• [Material provided]:
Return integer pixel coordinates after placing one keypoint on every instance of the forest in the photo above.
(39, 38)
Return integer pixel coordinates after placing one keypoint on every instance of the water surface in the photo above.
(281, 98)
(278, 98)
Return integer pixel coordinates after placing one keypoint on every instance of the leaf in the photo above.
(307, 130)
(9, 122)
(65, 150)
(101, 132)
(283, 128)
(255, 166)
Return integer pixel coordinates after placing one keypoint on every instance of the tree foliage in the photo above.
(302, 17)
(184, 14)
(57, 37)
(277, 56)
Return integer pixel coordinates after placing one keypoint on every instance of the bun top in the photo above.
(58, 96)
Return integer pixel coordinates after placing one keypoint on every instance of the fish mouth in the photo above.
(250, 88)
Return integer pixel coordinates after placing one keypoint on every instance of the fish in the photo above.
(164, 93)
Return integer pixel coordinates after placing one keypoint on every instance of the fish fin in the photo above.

• [Your task]:
For this exercise, write all the records out again exactly.

• [Exercise result]:
Return integer pixel coordinates after placing one keypoint on every instance of the forest in the photo above.
(39, 38)
Return integer pixel coordinates after placing one keypoint on every instance of the water surface in the photo above.
(281, 98)
(278, 98)
Return integer pixel coordinates after placing one keypoint on every instance of the leaf in the photo above.
(307, 130)
(9, 122)
(65, 150)
(101, 132)
(283, 128)
(255, 166)
Return integer pixel coordinates after placing one keypoint on every instance of the tree foliage in the photo above.
(302, 17)
(184, 14)
(57, 37)
(277, 56)
Return integer pixel coordinates after placing one keypoint on every instance of the bun top in the photo above.
(58, 96)
Return integer pixel coordinates after placing one keypoint on every instance of the fish mouth in the photo above.
(250, 88)
Return integer pixel coordinates after placing one keypoint on every instance of the fish in the photo above.
(164, 93)
Return integer pixel coordinates after placing one keypoint on every instance of the fish fin in the photo above.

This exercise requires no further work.